> [Task requirements]: Give again, word for word, only the lines from the one containing "Please mark the white upper" through the final line.

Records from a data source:
--*--

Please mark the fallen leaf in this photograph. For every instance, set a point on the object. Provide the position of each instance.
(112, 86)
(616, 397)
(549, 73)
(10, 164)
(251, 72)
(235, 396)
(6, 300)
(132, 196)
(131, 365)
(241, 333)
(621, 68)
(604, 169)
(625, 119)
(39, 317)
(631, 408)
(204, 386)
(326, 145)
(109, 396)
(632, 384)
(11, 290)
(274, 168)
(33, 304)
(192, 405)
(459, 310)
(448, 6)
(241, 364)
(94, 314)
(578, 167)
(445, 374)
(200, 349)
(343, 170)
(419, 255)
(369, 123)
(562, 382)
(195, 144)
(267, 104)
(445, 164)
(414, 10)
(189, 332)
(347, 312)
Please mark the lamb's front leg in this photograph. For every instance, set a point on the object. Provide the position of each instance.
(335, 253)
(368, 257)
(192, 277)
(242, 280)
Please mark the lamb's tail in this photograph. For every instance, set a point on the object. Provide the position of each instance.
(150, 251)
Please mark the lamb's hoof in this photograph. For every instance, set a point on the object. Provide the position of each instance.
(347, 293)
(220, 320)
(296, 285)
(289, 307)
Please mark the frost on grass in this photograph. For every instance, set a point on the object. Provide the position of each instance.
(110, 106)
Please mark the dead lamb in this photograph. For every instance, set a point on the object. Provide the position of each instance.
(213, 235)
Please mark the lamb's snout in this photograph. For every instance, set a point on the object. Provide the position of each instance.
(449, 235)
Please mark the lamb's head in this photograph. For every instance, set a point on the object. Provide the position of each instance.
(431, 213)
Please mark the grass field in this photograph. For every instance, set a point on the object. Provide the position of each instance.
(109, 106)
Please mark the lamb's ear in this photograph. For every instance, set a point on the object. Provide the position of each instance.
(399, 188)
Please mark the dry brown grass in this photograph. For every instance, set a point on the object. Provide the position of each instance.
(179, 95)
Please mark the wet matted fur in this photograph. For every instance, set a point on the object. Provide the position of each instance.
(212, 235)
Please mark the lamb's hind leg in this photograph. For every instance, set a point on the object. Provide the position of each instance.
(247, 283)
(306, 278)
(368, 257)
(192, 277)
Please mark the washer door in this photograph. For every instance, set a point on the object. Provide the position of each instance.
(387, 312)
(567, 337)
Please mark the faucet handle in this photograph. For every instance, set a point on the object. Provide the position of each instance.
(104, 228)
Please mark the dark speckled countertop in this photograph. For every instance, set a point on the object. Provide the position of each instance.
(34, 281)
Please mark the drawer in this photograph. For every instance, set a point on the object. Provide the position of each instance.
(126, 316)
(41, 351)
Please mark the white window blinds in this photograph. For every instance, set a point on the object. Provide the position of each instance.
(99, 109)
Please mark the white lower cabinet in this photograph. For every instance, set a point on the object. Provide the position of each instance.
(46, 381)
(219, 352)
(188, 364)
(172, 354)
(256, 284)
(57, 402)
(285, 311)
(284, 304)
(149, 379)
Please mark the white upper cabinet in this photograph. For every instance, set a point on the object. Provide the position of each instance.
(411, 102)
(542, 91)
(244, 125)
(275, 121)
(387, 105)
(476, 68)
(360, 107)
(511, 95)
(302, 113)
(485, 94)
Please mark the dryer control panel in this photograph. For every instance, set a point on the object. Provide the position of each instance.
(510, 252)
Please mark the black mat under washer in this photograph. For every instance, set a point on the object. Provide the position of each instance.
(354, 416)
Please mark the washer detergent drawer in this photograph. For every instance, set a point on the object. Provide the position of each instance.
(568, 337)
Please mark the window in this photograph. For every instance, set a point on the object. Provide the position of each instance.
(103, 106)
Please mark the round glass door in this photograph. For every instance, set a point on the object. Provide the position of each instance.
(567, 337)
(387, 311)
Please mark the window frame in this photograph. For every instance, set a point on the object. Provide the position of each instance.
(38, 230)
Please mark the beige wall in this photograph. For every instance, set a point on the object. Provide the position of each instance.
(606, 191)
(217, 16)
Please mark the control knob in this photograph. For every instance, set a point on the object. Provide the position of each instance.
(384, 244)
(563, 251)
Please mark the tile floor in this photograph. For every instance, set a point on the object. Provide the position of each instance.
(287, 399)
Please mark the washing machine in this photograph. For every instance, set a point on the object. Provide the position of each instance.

--*--

> [The solution]:
Please mark the white upper cabinet in this photograph. For every instance, set a point on the object. Provide the position of each instance.
(411, 102)
(542, 91)
(244, 125)
(275, 121)
(387, 105)
(476, 68)
(360, 107)
(511, 95)
(302, 113)
(485, 94)
Please mark the dryer control panel in this photograph. For every instance, set a point on the object. Provide the position of each instance.
(510, 252)
Please mark the black mat under washer in this photograph. For every instance, set a point on the object. Provide the position of each instance.
(354, 416)
Please mark the washer detergent drawer in this photograph. For every instance, set a point on the object. Provide the position of each instance.
(568, 337)
Please mark the window in this photograph. For every instance, set a point on the object. Provide the position of each instance.
(103, 106)
Please mark the round glass door in this photograph. For every instance, set a point on the object. Provide the position of each instance.
(567, 337)
(387, 311)
Please mark the window frame in this photograph. For every instance, set a point on the object. Provide the position of each instance.
(38, 230)
Please mark the beige wall in this photograph. For every instance, set a point on the object. Provide the position of each instance.
(606, 191)
(217, 16)
Please mark the control knob in this photograph. For every instance, set a point on the object. Provide the position of each instance.
(384, 244)
(563, 251)
Please mark the tile floor in this photograph. For every instance, set a point on the object. Provide the position of each instance.
(287, 399)
Please mark the washing machine in this photograph. For every instance, set a point on the object. Provide the position of each instance.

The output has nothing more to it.